Aim of the exercise: Only the lines that contain the string "trunk" belong in the answer; pull them from the records.

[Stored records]
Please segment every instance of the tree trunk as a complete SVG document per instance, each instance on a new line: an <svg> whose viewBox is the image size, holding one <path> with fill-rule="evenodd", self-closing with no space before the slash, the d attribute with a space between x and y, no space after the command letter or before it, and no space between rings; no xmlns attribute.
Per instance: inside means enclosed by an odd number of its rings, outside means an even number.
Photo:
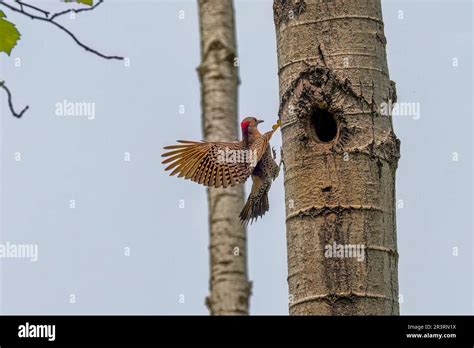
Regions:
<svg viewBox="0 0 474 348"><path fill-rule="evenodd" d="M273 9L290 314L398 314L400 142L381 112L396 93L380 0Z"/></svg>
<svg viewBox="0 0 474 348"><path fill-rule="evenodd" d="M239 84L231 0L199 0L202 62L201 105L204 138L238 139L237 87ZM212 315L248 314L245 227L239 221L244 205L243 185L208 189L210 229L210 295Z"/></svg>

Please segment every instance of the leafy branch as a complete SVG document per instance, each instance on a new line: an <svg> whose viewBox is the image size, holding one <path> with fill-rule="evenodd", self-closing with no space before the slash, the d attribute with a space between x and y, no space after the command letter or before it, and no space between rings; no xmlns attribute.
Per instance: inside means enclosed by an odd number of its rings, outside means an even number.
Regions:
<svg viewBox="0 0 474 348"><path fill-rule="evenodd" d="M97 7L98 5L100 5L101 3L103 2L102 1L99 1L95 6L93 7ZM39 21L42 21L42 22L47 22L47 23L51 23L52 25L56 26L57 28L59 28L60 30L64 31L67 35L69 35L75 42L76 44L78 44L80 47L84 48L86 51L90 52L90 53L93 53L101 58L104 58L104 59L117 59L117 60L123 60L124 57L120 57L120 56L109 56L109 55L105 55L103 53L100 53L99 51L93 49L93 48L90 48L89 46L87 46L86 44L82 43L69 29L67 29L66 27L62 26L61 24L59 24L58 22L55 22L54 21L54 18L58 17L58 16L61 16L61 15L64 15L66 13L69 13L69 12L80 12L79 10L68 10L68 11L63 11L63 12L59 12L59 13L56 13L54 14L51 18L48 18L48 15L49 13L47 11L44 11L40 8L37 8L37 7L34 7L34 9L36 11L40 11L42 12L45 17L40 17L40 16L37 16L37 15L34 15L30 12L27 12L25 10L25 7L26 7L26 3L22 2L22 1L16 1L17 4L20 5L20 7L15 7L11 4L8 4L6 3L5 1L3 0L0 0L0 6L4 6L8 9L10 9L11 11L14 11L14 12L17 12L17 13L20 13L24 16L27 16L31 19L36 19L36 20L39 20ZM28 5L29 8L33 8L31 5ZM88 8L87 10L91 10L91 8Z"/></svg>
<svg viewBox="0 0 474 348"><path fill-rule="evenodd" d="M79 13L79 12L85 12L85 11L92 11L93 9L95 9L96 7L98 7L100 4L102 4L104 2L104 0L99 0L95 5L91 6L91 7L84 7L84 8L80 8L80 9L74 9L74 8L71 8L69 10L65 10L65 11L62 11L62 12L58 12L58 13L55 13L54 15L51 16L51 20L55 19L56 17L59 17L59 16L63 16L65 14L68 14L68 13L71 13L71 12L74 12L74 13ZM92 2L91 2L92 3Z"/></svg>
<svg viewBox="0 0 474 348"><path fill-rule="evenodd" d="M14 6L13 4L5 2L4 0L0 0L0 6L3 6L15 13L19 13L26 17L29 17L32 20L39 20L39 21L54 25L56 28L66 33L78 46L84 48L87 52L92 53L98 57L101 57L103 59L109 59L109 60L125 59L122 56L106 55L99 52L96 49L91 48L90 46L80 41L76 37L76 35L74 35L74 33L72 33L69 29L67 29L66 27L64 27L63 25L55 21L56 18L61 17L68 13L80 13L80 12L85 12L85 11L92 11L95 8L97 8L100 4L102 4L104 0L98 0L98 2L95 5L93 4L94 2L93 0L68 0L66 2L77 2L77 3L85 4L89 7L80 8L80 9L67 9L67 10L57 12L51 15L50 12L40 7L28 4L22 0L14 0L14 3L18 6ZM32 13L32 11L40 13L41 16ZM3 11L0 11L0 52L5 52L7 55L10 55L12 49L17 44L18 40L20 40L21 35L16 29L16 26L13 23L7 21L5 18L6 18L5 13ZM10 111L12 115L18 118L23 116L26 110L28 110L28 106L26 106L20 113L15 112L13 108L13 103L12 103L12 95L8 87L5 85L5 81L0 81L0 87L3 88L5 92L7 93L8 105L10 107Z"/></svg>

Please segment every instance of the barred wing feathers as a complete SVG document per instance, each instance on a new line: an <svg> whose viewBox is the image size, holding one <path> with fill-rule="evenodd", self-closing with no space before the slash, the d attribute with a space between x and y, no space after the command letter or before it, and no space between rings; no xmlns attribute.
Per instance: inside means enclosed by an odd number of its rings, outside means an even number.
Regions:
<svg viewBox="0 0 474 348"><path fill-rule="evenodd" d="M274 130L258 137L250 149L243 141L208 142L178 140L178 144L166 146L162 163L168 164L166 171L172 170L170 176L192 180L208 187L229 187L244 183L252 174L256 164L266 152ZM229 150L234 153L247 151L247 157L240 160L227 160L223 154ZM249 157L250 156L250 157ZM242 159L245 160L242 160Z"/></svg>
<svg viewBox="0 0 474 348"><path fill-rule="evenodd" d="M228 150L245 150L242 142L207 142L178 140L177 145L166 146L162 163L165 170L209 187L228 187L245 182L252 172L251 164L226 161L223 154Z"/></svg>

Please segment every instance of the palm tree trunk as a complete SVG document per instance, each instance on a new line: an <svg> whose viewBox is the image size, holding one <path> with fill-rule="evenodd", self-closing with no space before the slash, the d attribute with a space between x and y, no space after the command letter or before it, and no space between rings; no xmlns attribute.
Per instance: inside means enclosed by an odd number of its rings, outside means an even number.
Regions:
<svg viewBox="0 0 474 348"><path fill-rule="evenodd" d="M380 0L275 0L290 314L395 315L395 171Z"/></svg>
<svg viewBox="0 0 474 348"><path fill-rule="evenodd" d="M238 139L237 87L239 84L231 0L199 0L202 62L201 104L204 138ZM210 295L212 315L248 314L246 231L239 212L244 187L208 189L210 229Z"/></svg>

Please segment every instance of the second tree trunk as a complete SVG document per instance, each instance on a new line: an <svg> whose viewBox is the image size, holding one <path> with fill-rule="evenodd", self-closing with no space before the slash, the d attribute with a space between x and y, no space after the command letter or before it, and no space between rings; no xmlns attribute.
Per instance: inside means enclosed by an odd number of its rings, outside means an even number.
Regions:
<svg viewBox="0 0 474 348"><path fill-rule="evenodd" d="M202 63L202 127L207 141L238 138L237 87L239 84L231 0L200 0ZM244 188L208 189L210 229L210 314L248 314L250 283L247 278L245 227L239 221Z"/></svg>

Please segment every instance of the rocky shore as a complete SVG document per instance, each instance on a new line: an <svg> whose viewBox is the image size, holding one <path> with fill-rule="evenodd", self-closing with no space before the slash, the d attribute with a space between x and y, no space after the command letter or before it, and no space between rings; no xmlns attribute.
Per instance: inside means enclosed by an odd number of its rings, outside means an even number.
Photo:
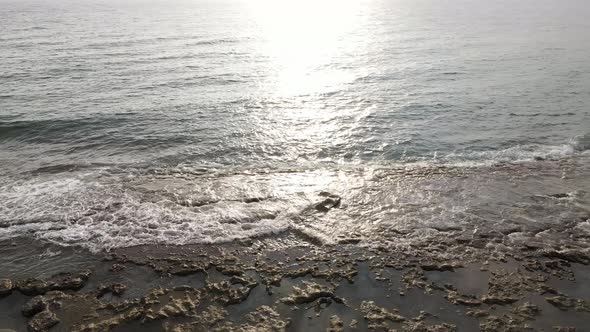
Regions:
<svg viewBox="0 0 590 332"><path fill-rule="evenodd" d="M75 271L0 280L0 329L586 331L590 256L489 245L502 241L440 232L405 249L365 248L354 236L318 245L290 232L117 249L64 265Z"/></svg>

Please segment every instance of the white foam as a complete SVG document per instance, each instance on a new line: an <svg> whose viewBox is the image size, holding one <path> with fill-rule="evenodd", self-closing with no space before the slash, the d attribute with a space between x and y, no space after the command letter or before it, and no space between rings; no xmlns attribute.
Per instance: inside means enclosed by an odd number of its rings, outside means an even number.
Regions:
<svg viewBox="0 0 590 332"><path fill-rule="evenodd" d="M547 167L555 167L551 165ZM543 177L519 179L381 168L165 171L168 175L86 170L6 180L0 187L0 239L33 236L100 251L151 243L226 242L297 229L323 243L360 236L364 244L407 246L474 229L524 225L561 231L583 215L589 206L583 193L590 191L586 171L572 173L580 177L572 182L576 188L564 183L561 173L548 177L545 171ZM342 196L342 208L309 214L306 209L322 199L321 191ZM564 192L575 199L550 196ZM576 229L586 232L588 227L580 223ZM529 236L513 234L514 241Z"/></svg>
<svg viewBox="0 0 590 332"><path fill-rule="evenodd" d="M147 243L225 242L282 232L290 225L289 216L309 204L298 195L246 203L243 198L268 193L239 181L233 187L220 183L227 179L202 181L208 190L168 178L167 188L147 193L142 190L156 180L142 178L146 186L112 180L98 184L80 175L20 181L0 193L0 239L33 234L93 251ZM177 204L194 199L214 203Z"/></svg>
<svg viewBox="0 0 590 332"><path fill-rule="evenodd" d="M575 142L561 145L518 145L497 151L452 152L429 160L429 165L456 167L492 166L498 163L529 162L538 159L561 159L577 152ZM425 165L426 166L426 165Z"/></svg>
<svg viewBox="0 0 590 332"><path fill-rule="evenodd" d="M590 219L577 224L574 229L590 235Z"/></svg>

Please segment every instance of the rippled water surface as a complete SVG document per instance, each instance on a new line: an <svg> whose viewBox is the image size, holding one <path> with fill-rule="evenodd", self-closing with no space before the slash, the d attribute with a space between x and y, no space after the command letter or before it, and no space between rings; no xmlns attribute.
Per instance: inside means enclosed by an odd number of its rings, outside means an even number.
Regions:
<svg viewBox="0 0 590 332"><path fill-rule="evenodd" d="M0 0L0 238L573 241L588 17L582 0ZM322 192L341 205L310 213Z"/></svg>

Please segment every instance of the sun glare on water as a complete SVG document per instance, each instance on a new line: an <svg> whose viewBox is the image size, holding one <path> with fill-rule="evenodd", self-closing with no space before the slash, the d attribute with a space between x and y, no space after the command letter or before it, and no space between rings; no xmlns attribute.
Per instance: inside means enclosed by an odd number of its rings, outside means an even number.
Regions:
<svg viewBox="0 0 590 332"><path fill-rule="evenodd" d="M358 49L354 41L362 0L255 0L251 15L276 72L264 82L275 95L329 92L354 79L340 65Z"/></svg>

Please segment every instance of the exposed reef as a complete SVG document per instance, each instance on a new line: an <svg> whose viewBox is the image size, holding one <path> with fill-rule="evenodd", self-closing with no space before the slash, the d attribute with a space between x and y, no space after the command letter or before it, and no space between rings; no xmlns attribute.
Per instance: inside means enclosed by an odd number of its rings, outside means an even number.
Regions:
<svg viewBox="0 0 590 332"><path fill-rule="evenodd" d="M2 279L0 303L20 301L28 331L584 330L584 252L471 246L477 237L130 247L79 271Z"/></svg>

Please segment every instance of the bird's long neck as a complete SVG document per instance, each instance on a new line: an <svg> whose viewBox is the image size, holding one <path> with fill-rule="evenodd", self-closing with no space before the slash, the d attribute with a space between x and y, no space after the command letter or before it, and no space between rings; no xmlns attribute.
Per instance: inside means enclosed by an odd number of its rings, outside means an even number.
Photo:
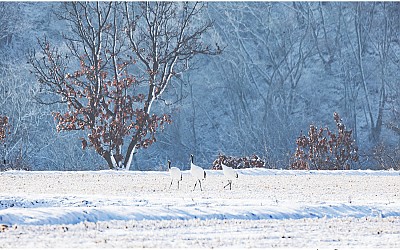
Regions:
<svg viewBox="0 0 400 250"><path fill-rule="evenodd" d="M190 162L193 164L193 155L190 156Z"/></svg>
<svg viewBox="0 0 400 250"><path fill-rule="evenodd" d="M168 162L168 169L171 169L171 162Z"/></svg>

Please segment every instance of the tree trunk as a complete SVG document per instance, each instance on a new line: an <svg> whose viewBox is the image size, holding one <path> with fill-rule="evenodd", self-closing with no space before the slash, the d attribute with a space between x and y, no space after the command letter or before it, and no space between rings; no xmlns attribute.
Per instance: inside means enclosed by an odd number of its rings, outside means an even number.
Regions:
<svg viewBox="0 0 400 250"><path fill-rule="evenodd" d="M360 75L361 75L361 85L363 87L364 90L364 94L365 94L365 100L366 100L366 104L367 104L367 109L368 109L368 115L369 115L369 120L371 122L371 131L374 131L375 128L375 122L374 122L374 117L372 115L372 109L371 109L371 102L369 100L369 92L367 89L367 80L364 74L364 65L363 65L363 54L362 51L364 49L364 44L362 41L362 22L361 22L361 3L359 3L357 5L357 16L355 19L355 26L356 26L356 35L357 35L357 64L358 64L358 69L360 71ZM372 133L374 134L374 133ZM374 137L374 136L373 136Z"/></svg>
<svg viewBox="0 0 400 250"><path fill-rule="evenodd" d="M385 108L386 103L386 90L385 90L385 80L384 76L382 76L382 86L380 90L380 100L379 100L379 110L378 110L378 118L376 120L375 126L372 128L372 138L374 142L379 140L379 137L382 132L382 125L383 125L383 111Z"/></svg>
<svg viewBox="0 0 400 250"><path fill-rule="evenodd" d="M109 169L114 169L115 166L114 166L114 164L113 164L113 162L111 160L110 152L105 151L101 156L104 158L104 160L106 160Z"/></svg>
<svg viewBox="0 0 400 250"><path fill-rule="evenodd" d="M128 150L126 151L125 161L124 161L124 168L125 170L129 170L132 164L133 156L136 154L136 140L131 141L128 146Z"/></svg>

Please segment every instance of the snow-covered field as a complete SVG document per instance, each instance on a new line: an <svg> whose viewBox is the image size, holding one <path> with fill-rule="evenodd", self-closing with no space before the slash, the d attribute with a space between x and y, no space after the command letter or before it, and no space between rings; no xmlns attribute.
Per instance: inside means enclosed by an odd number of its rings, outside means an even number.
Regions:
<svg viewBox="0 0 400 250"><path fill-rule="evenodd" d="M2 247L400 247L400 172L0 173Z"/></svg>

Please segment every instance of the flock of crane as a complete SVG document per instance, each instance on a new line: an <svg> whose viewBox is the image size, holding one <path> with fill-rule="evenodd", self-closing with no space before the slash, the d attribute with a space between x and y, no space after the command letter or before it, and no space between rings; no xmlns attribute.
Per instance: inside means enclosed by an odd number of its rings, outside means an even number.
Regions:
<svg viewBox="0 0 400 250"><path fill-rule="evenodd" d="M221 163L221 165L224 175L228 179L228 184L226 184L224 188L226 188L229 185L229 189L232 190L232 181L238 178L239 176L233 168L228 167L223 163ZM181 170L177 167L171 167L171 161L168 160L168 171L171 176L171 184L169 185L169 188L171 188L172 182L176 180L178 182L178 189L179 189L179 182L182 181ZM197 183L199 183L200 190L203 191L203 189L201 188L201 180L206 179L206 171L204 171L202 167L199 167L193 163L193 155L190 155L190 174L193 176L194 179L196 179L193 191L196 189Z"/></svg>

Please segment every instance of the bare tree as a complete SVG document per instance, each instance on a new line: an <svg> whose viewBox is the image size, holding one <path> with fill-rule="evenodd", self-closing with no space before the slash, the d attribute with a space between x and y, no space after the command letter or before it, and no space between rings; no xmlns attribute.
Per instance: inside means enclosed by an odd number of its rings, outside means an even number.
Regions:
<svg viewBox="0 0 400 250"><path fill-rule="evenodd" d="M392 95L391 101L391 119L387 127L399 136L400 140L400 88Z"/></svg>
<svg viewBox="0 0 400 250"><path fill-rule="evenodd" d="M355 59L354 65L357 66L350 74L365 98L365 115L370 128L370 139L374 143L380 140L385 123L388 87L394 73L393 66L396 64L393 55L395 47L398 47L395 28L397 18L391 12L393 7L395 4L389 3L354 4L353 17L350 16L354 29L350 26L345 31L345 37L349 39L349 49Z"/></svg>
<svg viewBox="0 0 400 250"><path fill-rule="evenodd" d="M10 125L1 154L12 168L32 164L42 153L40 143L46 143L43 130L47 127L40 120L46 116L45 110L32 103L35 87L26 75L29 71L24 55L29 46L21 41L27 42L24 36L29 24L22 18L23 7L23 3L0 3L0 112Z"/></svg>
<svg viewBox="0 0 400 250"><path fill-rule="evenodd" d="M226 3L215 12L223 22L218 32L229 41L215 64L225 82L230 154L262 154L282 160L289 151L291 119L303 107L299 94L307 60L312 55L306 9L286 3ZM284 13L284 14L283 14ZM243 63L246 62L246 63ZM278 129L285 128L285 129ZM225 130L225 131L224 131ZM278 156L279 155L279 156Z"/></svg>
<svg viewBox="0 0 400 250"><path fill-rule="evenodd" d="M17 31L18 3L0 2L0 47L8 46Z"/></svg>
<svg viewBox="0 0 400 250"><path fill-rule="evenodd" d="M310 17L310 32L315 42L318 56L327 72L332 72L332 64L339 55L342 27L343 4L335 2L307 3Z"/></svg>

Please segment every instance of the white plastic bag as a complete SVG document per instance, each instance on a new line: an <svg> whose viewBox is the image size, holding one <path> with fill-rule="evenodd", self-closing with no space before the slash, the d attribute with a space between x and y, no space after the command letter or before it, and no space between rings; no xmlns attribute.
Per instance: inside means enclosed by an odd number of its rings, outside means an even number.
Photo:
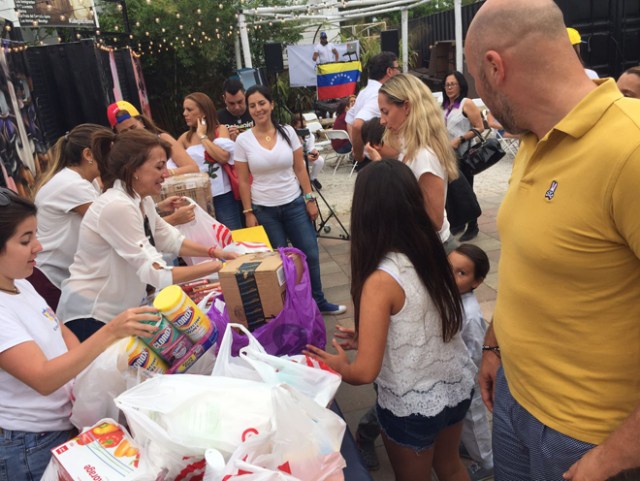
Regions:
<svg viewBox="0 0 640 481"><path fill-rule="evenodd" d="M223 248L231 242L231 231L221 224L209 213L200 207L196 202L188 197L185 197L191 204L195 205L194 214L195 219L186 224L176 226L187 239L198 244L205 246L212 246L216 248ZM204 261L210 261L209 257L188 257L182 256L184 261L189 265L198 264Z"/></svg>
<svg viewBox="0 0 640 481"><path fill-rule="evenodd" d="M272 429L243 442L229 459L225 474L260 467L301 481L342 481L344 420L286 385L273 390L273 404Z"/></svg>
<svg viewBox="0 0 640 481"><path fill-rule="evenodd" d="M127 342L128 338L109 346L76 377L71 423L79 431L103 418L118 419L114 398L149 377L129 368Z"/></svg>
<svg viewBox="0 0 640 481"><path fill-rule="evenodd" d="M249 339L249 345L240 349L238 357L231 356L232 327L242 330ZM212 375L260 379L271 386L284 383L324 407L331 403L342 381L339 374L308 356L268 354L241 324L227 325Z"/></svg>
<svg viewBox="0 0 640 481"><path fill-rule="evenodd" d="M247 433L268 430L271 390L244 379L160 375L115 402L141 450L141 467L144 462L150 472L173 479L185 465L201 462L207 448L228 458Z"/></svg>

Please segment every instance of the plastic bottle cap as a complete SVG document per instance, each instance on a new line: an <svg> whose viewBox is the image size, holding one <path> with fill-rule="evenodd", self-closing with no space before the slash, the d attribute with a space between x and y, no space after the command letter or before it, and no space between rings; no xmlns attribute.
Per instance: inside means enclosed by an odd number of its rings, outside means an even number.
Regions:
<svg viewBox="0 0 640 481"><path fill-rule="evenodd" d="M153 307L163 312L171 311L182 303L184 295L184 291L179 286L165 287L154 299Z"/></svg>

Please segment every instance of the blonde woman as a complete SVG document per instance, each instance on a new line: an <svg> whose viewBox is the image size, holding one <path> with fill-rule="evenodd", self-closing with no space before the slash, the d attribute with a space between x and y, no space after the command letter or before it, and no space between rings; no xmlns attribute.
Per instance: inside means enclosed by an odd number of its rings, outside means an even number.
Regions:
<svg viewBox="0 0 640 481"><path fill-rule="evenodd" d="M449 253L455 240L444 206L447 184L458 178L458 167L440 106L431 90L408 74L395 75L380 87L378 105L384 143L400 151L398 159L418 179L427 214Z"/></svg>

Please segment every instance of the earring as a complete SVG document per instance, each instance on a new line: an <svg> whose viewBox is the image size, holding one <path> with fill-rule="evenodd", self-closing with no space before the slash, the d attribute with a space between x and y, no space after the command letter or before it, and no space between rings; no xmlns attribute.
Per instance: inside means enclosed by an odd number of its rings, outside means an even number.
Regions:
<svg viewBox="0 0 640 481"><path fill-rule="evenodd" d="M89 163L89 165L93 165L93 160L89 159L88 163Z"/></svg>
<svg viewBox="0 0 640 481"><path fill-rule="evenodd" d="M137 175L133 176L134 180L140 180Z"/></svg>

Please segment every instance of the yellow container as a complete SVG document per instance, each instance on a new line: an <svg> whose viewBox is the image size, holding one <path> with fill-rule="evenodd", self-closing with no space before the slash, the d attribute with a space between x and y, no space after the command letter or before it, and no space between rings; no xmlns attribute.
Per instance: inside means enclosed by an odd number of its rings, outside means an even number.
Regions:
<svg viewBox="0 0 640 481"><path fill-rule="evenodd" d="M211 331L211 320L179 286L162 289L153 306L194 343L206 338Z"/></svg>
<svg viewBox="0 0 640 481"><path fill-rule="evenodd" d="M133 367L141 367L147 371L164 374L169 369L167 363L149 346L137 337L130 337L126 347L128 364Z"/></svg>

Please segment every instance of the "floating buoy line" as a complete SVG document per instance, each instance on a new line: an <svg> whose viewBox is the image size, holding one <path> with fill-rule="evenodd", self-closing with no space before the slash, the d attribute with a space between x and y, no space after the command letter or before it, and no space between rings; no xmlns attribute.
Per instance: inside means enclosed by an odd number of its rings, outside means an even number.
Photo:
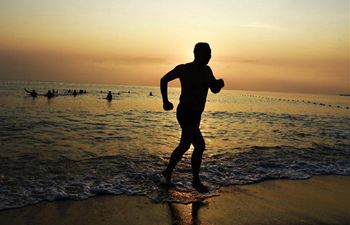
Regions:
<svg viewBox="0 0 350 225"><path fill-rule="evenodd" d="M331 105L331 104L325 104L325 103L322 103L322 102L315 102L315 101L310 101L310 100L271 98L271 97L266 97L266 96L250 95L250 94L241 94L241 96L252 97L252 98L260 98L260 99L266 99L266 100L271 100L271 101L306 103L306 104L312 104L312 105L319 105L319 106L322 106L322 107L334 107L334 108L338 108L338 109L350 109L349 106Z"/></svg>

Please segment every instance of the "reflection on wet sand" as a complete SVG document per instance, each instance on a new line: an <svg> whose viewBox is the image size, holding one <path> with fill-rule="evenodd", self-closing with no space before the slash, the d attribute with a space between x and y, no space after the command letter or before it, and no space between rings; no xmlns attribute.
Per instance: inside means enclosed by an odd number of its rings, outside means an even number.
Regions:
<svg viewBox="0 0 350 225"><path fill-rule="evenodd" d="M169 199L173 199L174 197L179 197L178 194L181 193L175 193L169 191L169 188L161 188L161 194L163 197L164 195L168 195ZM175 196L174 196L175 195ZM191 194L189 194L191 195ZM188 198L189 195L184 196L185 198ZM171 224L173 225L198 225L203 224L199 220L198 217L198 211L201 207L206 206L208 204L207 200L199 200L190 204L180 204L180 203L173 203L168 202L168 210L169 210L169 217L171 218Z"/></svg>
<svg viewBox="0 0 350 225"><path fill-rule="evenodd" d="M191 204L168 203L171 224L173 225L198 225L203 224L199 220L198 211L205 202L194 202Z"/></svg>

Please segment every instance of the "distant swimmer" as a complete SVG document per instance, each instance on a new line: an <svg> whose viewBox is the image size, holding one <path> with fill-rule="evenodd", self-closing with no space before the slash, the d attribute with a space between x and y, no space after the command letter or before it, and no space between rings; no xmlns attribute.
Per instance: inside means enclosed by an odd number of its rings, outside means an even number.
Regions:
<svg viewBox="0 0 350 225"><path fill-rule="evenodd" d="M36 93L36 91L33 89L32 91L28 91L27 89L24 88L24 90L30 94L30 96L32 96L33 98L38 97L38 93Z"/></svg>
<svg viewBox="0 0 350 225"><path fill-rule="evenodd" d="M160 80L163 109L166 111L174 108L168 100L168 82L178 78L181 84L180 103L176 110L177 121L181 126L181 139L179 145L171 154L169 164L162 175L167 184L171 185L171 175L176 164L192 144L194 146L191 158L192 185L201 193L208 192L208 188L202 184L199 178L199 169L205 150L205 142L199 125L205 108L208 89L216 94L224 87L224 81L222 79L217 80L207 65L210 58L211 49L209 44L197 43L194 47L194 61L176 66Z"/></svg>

Task output:
Please segment every instance of the tree trunk as a complete SVG document per instance, each instance on a new line: an <svg> whose viewBox is the image size, holding one <path> with fill-rule="evenodd", self-closing with no space before the slash, the d attribute with a space between x and y, no space after the command letter or before it, and no space between rings; no xmlns attribute.
Please segment every instance of the palm tree trunk as a complete SVG document per instance, each instance on a new line: an <svg> whose viewBox is the image size, holding one <path> with fill-rule="evenodd", self-closing with no space before the slash, the d attribute with a space between x and y, no space after the command letter or before it, and no space between rings; no xmlns attribute.
Please segment every instance of the second tree trunk as a complete SVG document per instance, each instance on a new line: an <svg> whose viewBox is the image size, holding one <path> with fill-rule="evenodd", self-closing with no space before the slash, the d attribute with a space between x and y, no space after the command letter or before it, and no space between rings; no xmlns attribute.
Please segment every instance of the tree trunk as a complete SVG document per instance, each instance on a new line: an <svg> whose viewBox is the image size, holding one <path> with fill-rule="evenodd", self-closing with no space before the slash, the d attribute with a space between x and y, no space after the command letter or before it, and no space between rings; no xmlns attribute.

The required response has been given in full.